[Dataset rows on where objects appear]
* * * * * * * * *

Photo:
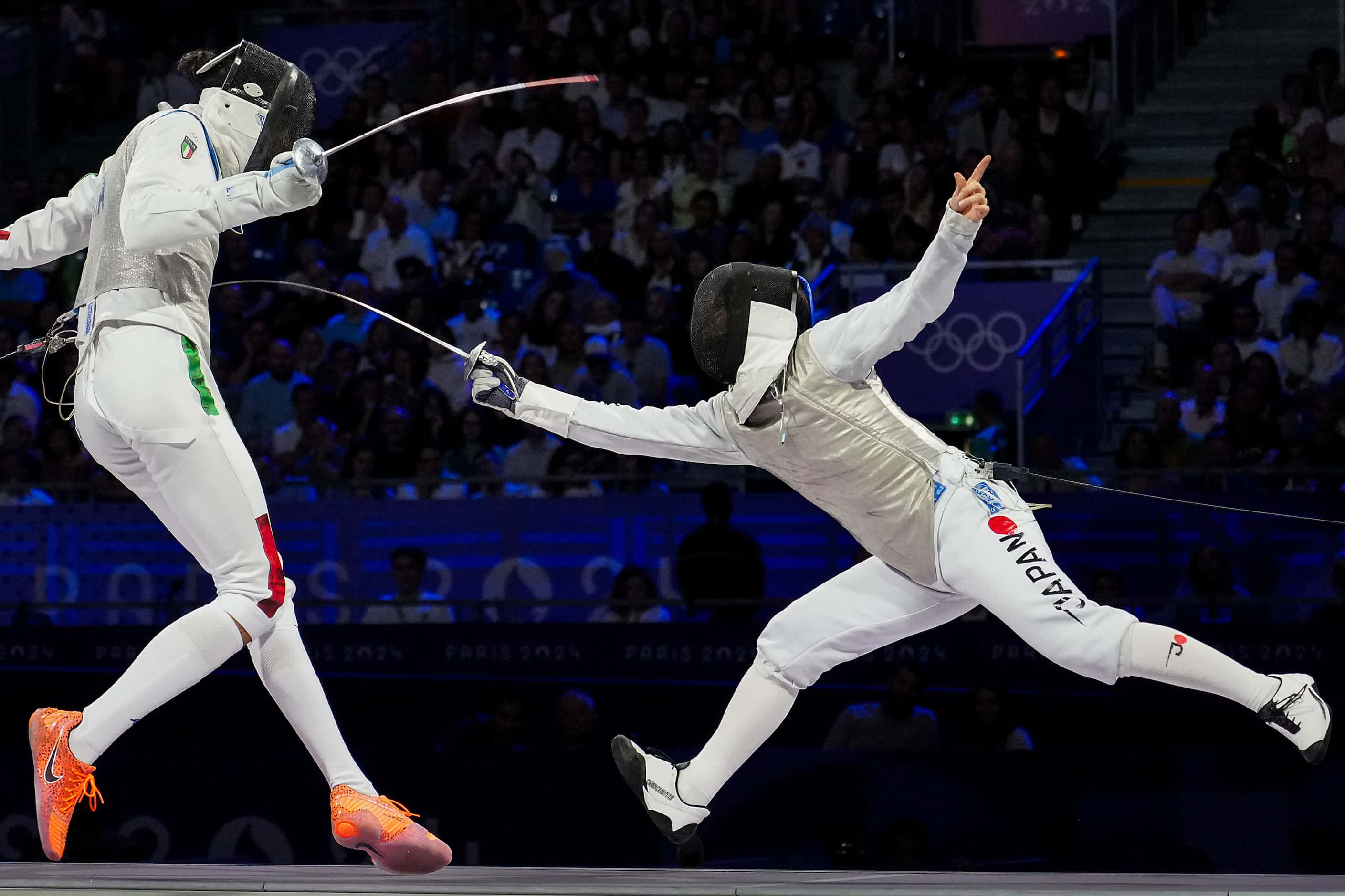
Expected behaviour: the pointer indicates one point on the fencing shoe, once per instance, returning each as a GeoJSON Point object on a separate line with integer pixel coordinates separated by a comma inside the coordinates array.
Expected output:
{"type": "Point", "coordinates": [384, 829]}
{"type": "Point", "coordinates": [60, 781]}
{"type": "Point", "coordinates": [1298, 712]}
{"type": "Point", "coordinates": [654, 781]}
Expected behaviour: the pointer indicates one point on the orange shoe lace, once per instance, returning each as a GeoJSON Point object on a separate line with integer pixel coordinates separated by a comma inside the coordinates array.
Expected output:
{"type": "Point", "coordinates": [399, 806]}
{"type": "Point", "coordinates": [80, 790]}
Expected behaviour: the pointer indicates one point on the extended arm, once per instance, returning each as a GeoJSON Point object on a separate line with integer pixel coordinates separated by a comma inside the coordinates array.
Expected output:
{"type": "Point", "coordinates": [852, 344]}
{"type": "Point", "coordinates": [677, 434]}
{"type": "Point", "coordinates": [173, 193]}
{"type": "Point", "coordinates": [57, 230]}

* * * * * * * * *

■ What is required: Put these records into a two-column CSV with the header behavior,output. Give one row per expected behaviour, with its text and its expected output each in a single quoted field and line breaks replaced by spaces, and leave the pictures out.

■ Solved exercise:
behavior,output
"Photo: Expected behaviour: the pointer indicates one point on the fencing shoe, once per instance, returning each as a GeoJSON Point object on a separate line with integer pixel coordinates separated by a comma inside the coordinates array. Expected output:","{""type"": ""Point"", ""coordinates"": [384, 829]} {""type"": ""Point"", ""coordinates"": [60, 781]} {""type"": ""Point"", ""coordinates"": [1298, 712]} {""type"": ""Point"", ""coordinates"": [654, 781]}"
"Expected behaviour: the pointer indicates one point on the orange shoe lace, once per instance, returning each as a GeoJSON Point object on a separate line with integer pixel coordinates separated by a comma inside the coordinates array. Expected output:","{""type"": ""Point"", ""coordinates"": [399, 806]} {""type"": ""Point"", ""coordinates"": [80, 790]}"
"Expected behaviour: the pointer indicates one point on the extended arm, once per instance, returning each as a GeoJSON Point object on a separate line with integer pixel coordinates separated by a comma inside the coordinates array. Expected output:","{""type"": ""Point"", ""coordinates"": [852, 344]} {""type"": ""Point"", ""coordinates"": [677, 434]} {""type"": ""Point"", ""coordinates"": [173, 193]} {""type"": ""Point"", ""coordinates"": [57, 230]}"